SET TASK:
Give back exactly the lines running from the line with "Q: Place a marker on the large" to the end of the entries, and only those lines.

Saved data entries:
####################

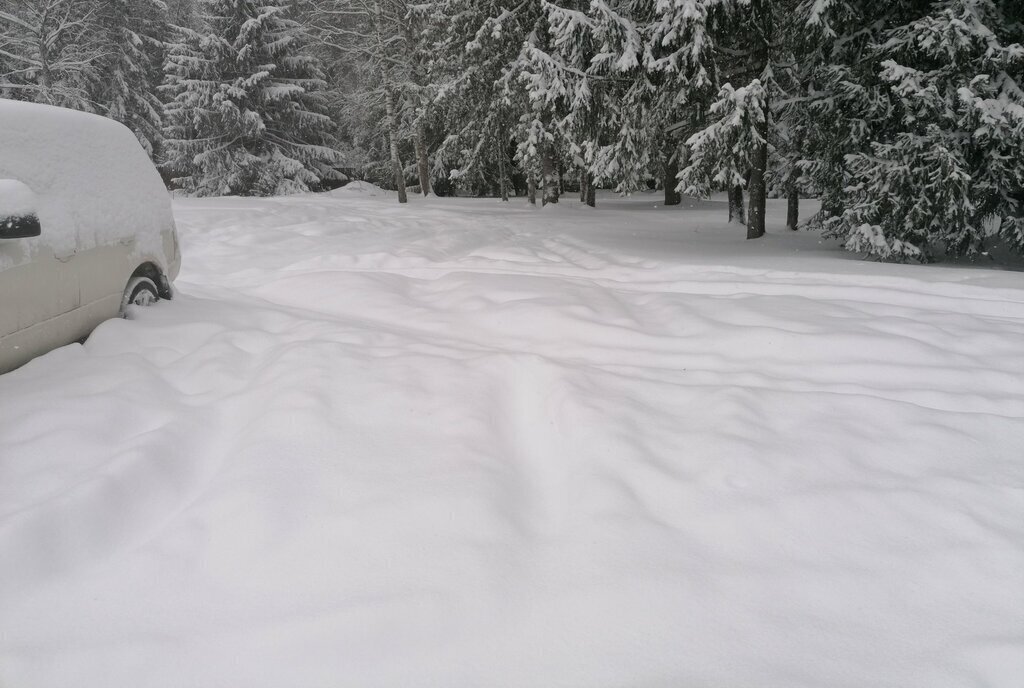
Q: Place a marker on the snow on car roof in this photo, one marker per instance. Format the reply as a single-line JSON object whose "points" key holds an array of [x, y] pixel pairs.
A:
{"points": [[92, 181]]}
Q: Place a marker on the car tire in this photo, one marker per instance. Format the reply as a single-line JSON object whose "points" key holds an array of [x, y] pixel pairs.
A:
{"points": [[140, 292]]}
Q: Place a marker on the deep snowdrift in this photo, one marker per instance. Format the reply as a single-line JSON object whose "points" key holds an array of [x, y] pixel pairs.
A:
{"points": [[460, 443]]}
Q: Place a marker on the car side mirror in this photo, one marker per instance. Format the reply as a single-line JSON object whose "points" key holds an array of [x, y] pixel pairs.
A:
{"points": [[19, 226], [17, 210]]}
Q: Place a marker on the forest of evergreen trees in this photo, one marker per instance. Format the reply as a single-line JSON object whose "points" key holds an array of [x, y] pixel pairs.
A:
{"points": [[905, 117]]}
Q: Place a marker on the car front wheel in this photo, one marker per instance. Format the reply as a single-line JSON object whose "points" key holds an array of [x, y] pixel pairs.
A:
{"points": [[139, 292]]}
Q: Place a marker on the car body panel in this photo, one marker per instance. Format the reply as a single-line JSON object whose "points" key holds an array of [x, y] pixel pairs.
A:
{"points": [[56, 288]]}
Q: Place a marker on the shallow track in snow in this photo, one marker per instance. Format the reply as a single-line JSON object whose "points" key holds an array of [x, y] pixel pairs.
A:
{"points": [[461, 443]]}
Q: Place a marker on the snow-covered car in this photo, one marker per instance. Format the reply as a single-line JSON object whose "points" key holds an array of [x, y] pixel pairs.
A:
{"points": [[86, 227]]}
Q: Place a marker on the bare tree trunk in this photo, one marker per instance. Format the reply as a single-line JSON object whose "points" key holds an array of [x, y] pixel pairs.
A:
{"points": [[736, 205], [588, 191], [422, 164], [793, 209], [392, 123], [502, 176], [392, 134], [759, 190], [550, 176], [672, 197], [759, 163]]}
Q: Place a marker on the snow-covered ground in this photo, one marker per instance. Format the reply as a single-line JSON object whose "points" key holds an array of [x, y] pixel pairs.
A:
{"points": [[462, 443]]}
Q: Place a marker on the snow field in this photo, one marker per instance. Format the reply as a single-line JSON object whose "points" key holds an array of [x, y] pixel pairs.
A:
{"points": [[457, 443]]}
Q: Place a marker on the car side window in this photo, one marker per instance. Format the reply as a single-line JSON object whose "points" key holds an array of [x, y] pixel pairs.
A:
{"points": [[18, 213]]}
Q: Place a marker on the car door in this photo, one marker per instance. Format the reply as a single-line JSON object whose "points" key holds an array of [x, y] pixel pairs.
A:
{"points": [[39, 289]]}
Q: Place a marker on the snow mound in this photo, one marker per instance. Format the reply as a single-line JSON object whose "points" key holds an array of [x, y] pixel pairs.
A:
{"points": [[358, 188], [92, 181], [446, 444], [15, 199]]}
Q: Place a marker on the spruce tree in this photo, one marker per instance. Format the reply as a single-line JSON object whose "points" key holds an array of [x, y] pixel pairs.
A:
{"points": [[246, 117], [947, 175], [132, 32]]}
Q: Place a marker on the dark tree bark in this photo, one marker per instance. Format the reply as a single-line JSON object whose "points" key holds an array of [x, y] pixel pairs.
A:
{"points": [[793, 209], [736, 205], [550, 176], [422, 164], [503, 181], [589, 190], [672, 197], [758, 188]]}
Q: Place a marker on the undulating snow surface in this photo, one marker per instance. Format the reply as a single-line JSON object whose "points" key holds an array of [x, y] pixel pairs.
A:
{"points": [[466, 443]]}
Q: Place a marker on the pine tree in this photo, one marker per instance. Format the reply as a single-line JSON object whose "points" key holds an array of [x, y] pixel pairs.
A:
{"points": [[131, 67], [246, 118], [947, 176], [49, 50]]}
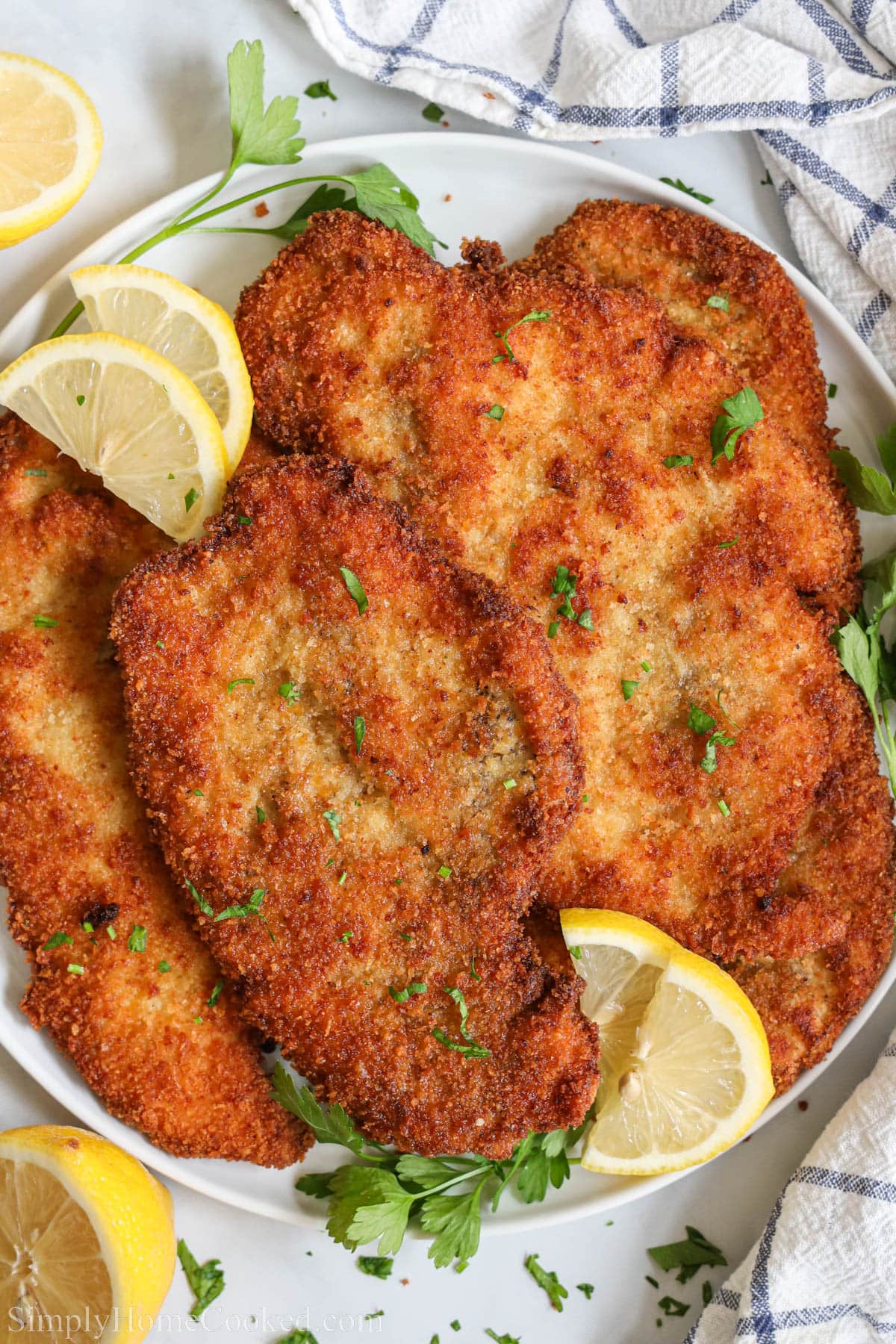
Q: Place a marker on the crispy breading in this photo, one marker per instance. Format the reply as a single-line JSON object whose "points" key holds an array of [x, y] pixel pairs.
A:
{"points": [[684, 260], [848, 850], [359, 343], [388, 781], [74, 844]]}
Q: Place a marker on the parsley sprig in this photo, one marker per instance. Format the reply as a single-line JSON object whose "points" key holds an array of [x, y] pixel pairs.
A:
{"points": [[867, 656], [270, 134], [375, 1198]]}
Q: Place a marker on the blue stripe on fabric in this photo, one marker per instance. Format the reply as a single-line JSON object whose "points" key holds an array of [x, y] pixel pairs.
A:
{"points": [[625, 26], [735, 10], [669, 108], [847, 1183], [812, 163], [860, 13], [523, 121], [421, 28], [608, 117], [840, 38], [867, 226]]}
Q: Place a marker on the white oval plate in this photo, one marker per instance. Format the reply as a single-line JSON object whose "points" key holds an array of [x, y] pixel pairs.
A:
{"points": [[514, 191]]}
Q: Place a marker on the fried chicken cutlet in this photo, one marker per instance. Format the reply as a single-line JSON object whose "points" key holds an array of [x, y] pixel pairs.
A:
{"points": [[576, 444], [120, 980], [332, 721]]}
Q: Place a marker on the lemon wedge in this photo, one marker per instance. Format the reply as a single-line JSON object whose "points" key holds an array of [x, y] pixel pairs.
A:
{"points": [[191, 331], [50, 143], [684, 1063], [132, 417], [87, 1236]]}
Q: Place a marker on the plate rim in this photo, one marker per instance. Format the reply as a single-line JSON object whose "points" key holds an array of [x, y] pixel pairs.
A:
{"points": [[371, 147]]}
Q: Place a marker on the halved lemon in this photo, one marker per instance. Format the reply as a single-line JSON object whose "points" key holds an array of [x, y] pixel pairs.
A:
{"points": [[684, 1066], [50, 143], [191, 331], [132, 417], [87, 1238]]}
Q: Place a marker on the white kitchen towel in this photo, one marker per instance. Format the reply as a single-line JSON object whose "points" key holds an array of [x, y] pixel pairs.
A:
{"points": [[815, 80], [824, 1270]]}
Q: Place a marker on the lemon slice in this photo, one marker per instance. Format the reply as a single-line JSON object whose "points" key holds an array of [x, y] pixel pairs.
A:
{"points": [[684, 1065], [50, 141], [193, 332], [129, 416], [87, 1236]]}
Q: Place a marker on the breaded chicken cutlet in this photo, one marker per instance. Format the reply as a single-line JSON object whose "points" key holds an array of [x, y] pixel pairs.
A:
{"points": [[568, 458], [120, 980], [723, 288], [359, 756]]}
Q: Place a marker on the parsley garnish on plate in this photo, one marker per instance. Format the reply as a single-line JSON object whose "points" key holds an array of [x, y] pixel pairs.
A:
{"points": [[206, 1281], [320, 89], [57, 940], [739, 413], [868, 488], [401, 996], [867, 656], [355, 589], [137, 939], [548, 1281], [688, 1256], [535, 316], [379, 1266], [269, 134], [689, 191], [373, 1199]]}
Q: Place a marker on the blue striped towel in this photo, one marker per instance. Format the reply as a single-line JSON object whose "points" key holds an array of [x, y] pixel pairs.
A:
{"points": [[815, 80]]}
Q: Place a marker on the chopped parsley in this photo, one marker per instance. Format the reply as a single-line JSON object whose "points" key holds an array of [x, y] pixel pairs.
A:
{"points": [[287, 691], [137, 939], [535, 316], [320, 89], [687, 1256], [57, 940], [548, 1281], [206, 1281], [689, 191], [470, 1050], [739, 413], [355, 589], [401, 996]]}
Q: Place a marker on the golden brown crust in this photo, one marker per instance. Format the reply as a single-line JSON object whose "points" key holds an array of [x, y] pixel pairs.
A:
{"points": [[458, 695], [356, 340], [682, 260], [847, 850], [74, 844]]}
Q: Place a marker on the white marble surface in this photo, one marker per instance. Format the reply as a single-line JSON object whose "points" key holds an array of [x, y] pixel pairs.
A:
{"points": [[156, 72]]}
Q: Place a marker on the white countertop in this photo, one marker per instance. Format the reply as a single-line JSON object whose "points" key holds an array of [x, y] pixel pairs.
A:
{"points": [[156, 73]]}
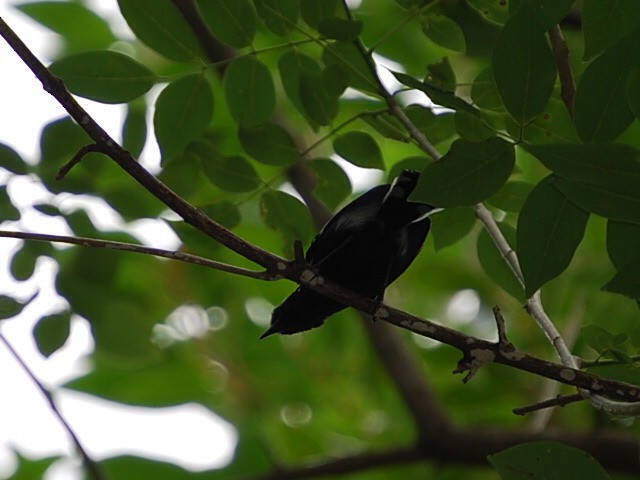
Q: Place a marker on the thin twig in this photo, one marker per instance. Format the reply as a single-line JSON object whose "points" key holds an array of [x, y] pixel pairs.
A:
{"points": [[561, 53], [131, 247], [90, 465]]}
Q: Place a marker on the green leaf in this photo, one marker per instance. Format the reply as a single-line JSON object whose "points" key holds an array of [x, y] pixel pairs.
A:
{"points": [[451, 225], [441, 74], [313, 11], [51, 332], [550, 228], [335, 28], [231, 21], [622, 243], [162, 27], [484, 92], [472, 127], [183, 112], [494, 11], [467, 174], [280, 16], [494, 264], [347, 55], [633, 92], [445, 32], [10, 307], [269, 143], [437, 95], [8, 211], [11, 160], [332, 183], [81, 28], [134, 128], [231, 173], [249, 91], [523, 65], [548, 460], [360, 149], [626, 280], [286, 214], [104, 76], [606, 22], [601, 110]]}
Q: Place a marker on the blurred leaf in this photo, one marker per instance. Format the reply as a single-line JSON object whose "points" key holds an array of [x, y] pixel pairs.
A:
{"points": [[10, 307], [104, 76], [494, 11], [183, 112], [444, 31], [467, 174], [604, 23], [511, 196], [441, 74], [134, 128], [286, 214], [347, 55], [162, 27], [7, 210], [11, 160], [269, 143], [359, 148], [548, 460], [231, 21], [523, 65], [494, 264], [550, 228], [601, 111], [81, 28], [484, 91], [249, 91], [280, 16], [51, 332], [232, 173], [332, 183], [626, 281], [451, 225], [335, 28], [472, 127], [313, 11], [622, 242]]}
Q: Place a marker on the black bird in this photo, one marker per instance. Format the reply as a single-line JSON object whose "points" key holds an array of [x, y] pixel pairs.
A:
{"points": [[364, 247]]}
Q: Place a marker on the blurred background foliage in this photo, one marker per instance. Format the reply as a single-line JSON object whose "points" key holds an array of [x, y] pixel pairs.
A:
{"points": [[231, 120]]}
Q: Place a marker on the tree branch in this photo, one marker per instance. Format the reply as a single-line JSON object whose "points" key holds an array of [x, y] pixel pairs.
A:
{"points": [[131, 247], [90, 465]]}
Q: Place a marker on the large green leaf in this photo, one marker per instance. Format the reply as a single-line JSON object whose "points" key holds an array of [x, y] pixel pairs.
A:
{"points": [[548, 460], [606, 22], [444, 31], [249, 91], [232, 21], [80, 28], [160, 25], [601, 109], [183, 112], [550, 228], [286, 214], [467, 174], [359, 148], [269, 143], [104, 76], [523, 65], [232, 173]]}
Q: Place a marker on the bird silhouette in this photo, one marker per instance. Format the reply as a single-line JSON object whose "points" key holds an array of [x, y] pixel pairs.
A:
{"points": [[364, 247]]}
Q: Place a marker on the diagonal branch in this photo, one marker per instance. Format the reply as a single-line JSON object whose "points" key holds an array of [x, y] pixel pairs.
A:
{"points": [[90, 465]]}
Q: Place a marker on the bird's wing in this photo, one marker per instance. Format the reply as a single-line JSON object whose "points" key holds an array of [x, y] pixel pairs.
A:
{"points": [[343, 225]]}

####################

SOLUTION TO THIS TASK:
Q: Place a marker on the large green leaf in this photo, one marker per instance. Format the reply as a single-line JSON object whose "points" key holds an array of [x, y] pixel pairs.
A:
{"points": [[548, 460], [606, 22], [444, 31], [249, 91], [232, 21], [80, 28], [160, 25], [601, 109], [183, 112], [550, 228], [286, 214], [467, 174], [359, 148], [269, 143], [104, 76], [523, 65], [232, 173]]}
Q: Place a marker on the bird silhouette in this photo, one marker per instance. Format the reply as a single-line JSON object whose "points" key holds an array of [x, y] pixel pairs.
A:
{"points": [[364, 247]]}
Q: Place a marker on the diagonal branch in this photo, one marker per instance. Format the reply as a single-line JSON object whose "points" key holds an array of [x, y] pixel pairs.
A:
{"points": [[90, 465]]}
Q: Place a marker on the bird's wing in this photo, one marker per instance. Format the reply as a single-line JSON object whose "points" key holds an array of [x, y] pixel pairs.
A:
{"points": [[343, 225]]}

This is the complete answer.